* _THE TASK_:
Pull out the lines below that contain the word "every", and copy each one as it appears.

(Region annotation lines)
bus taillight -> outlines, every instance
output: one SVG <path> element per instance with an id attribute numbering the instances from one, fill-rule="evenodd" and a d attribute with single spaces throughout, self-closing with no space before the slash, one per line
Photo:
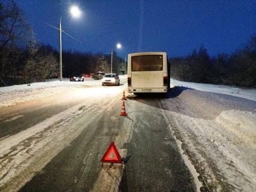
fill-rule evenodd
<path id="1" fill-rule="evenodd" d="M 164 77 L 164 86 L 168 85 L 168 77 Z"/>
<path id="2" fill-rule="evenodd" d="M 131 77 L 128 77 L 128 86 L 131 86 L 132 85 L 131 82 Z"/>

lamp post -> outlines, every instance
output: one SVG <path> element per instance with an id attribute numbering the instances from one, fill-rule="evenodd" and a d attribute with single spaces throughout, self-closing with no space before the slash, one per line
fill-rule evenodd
==
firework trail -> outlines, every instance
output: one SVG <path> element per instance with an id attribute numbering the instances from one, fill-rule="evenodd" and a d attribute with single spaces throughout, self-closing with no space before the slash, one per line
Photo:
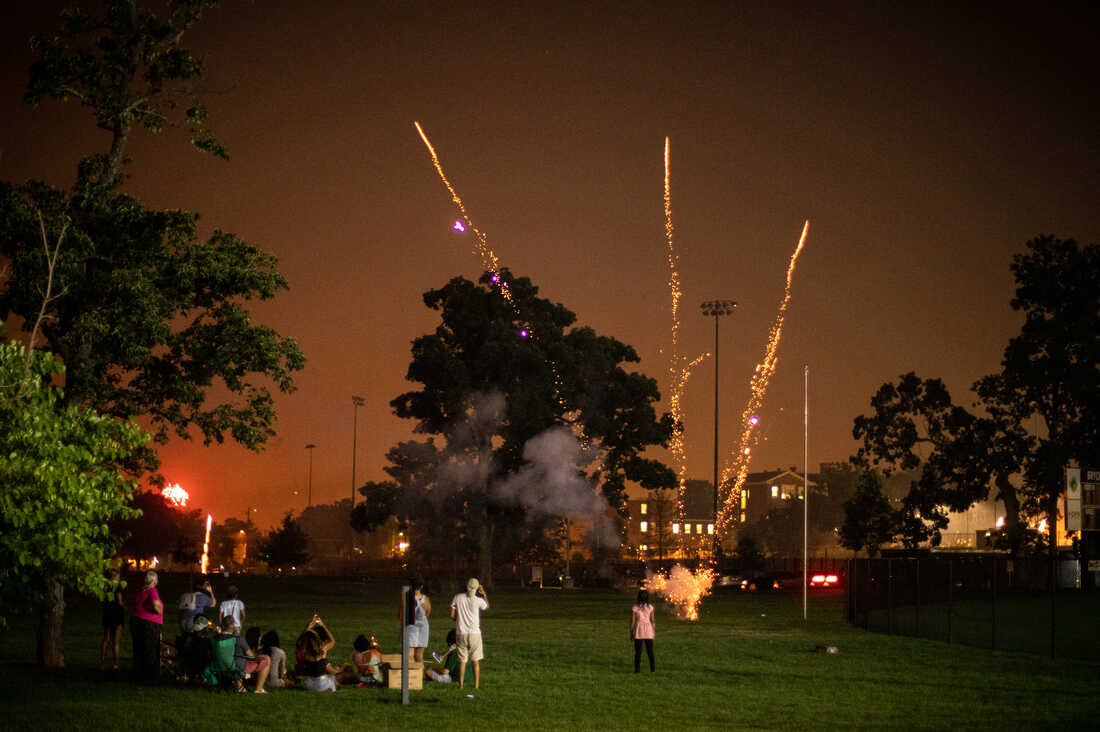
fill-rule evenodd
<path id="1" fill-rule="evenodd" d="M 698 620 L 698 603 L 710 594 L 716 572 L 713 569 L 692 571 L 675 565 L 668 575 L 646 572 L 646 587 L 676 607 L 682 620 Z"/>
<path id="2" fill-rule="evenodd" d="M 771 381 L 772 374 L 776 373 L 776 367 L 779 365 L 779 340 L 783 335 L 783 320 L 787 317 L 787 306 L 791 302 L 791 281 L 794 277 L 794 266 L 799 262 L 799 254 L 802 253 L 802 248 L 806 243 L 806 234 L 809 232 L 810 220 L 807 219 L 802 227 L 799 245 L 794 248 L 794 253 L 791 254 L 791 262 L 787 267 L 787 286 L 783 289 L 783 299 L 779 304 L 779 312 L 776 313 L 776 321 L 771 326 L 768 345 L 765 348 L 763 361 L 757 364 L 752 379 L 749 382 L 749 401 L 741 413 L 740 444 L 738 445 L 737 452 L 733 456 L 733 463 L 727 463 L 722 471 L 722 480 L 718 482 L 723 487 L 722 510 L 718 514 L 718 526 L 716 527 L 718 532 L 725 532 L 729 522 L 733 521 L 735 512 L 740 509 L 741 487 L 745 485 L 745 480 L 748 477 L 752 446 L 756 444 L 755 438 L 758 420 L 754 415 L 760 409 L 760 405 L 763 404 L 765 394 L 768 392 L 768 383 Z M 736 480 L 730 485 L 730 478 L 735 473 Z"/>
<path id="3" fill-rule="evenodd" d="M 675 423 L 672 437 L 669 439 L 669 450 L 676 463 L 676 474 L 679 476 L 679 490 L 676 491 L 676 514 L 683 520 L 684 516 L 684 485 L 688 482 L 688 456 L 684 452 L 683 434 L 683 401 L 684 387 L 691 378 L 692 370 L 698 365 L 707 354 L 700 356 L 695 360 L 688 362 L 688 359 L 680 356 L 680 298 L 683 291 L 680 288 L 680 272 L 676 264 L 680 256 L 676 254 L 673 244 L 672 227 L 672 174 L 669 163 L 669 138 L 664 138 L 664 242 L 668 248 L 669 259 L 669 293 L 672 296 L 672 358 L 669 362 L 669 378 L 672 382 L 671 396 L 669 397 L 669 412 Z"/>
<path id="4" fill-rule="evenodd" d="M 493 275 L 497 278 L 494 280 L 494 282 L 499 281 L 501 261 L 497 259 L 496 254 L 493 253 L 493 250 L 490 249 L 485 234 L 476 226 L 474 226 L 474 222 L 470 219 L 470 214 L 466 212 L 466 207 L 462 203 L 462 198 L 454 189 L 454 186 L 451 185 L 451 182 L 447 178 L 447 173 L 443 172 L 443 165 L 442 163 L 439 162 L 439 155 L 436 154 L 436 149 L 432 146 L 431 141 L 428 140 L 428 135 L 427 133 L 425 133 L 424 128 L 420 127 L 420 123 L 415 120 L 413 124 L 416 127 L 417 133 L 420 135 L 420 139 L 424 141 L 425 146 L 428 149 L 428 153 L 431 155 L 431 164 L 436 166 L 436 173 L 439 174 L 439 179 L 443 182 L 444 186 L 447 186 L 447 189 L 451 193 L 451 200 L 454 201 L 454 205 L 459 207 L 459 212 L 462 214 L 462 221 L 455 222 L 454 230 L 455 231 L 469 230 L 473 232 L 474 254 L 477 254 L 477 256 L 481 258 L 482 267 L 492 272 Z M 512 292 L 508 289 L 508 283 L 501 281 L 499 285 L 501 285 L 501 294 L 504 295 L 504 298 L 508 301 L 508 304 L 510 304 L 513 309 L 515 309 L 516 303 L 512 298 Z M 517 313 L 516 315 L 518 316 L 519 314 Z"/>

* _RESULT_:
bus taillight -> outlines, every instance
lamp post -> outlines, every instance
firework trail -> outlines, every instance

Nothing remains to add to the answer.